> _Requisito 1_
Presente como una lista JSON de cadenas las líneas de los registros que comienzan en su inicio y terminan en la línea que contiene "[139,107,218,187]", ambas incluidas, una cadena por línea y sin las líneas en blanco.

> _Bloque de texto_
• • • • •
Pero para eso, hay que saber agacharse, como bien lo señaló Martín Descalzo: “Quienes han visitado Belén lo saben: la única entrada de acceso a la Basílica de la Natividad es una portezuela de poco más de un metro y medio de altura, por la que sólo se puede penetrar o siendo niño o agachándose. Y el hombre aún no ha aprendido a crecer agachándose. No sabe que a Dios sólo se llega por la puerta del asombro. No por la de la grandeza, sino por la de la pequeñez. No por la de las enormes y sabias teorías, sino por la del silencio”. Un silencio que no inmoviliza, sino que nos impulsa a actuar.
SEÑALES
Estos días son una invitación a tomar conciencia de las señales que hablan de los “otros”, de sus necesidades y angustias constantes. Una invitación a preguntarnos si realmente hemos ganado el privilegio de desearnos una “feliz Navidad”, cuando lo material lo llena todo y el espíritu, las enseñanzas y el amor del que nació hace más de dos mil años están sencillamente ausentes.
Para escuchar esas señales, es imprescindible reducir la velocidad de nuestras vidas alocadas e insensibles. Para ello, hay que agacharse: no como un acto de derrota, sino como un gesto de humildad para recordar nuestra humanidad y mirar al otro, abriendo el corazón al original sentido de la Navidad, que solo se encuentra y se descubre más allá de las luces y los llamativos adornos navideños.
• • • • •
> _Datos de trabajo_
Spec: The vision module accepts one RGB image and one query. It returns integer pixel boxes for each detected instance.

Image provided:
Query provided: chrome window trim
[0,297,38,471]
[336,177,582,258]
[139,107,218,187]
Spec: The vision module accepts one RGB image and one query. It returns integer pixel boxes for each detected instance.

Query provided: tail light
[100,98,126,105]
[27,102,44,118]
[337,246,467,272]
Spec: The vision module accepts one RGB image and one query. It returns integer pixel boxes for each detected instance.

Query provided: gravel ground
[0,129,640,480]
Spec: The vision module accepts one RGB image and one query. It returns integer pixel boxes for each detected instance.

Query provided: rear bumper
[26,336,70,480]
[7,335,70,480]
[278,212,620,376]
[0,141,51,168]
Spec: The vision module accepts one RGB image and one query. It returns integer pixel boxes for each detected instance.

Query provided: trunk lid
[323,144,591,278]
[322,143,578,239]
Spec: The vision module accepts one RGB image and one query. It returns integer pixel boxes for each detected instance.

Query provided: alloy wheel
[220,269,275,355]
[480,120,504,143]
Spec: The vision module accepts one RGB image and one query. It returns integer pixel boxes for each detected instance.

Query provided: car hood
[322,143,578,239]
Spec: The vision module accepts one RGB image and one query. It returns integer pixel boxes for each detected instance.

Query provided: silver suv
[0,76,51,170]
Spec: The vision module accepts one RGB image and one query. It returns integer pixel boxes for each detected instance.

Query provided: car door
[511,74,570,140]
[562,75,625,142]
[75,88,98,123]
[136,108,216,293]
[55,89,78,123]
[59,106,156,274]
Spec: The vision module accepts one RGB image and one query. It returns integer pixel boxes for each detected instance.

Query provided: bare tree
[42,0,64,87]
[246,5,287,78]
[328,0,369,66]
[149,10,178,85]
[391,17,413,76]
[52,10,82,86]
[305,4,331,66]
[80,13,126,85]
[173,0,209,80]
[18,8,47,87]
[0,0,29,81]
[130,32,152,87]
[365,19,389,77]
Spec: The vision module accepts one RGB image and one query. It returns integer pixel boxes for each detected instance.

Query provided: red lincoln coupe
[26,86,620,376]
• • • • •
> _Requisito 2_
Reescriba el pasaje del texto sobre la Navidad que comienza en "Pero para eso, hay" y termina en "impulsa a actuar.", sustituyendo "portezuela" por "puertecilla".

> _Respuesta correcta 1_
[
  "Spec: The vision module accepts one RGB image and one query. It returns integer pixel boxes for each detected instance.",
  "Image provided:",
  "Query provided: chrome window trim",
  "[0,297,38,471]",
  "[336,177,582,258]",
  "[139,107,218,187]"
]

> _Respuesta correcta 2_
Pero para eso, hay que saber agacharse, como bien lo señaló Martín Descalzo: “Quienes han visitado Belén lo saben: la única entrada de acceso a la Basílica de la Natividad es una puertecilla de poco más de un metro y medio de altura, por la que sólo se puede penetrar o siendo niño o agachándose. Y el hombre aún no ha aprendido a crecer agachándose. No sabe que a Dios sólo se llega por la puerta del asombro. No por la de la grandeza, sino por la de la pequeñez. No por la de las enormes y sabias teorías, sino por la del silencio”. Un silencio que no inmoviliza, sino que nos impulsa a actuar.